## Task statement
Nothing but the lines holding the string "pink" should appear in the answer. Copy them from the entries.

## Material provided
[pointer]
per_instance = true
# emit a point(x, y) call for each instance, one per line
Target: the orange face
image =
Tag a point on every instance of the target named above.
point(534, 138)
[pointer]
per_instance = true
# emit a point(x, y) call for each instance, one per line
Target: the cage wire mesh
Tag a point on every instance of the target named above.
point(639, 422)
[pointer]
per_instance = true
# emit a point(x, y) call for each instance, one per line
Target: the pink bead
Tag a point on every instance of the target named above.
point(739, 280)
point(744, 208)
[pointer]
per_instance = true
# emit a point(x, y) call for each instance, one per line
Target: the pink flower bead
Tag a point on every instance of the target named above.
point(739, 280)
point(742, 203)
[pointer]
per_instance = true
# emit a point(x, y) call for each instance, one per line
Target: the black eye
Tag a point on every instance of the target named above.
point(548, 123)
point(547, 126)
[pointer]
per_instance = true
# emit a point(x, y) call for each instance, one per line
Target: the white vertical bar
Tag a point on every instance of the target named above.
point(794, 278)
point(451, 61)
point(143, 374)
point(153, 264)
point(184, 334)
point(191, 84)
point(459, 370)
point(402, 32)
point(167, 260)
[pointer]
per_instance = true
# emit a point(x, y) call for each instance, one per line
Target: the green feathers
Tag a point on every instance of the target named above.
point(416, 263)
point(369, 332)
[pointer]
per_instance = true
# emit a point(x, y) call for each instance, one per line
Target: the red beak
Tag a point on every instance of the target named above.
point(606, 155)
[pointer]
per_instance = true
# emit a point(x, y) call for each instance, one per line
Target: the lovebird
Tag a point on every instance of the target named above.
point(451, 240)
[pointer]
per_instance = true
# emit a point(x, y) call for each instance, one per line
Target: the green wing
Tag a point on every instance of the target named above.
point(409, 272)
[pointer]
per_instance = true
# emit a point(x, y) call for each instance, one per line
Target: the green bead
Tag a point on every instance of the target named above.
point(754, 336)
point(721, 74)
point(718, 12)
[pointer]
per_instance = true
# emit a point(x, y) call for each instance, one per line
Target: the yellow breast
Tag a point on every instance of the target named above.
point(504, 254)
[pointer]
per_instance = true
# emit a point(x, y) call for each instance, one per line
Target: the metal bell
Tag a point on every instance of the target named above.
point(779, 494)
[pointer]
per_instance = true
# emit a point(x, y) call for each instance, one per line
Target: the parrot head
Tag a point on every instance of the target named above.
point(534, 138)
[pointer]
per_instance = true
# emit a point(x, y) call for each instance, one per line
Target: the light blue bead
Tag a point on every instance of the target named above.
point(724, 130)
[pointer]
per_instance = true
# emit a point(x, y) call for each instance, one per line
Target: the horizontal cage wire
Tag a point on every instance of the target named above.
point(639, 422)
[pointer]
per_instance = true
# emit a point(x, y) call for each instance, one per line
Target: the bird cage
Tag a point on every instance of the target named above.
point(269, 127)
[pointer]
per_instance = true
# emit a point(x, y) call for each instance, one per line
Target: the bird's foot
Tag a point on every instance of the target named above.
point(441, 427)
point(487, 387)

## Output for this exercise
Target: the pink bead
Target: the pink flower bead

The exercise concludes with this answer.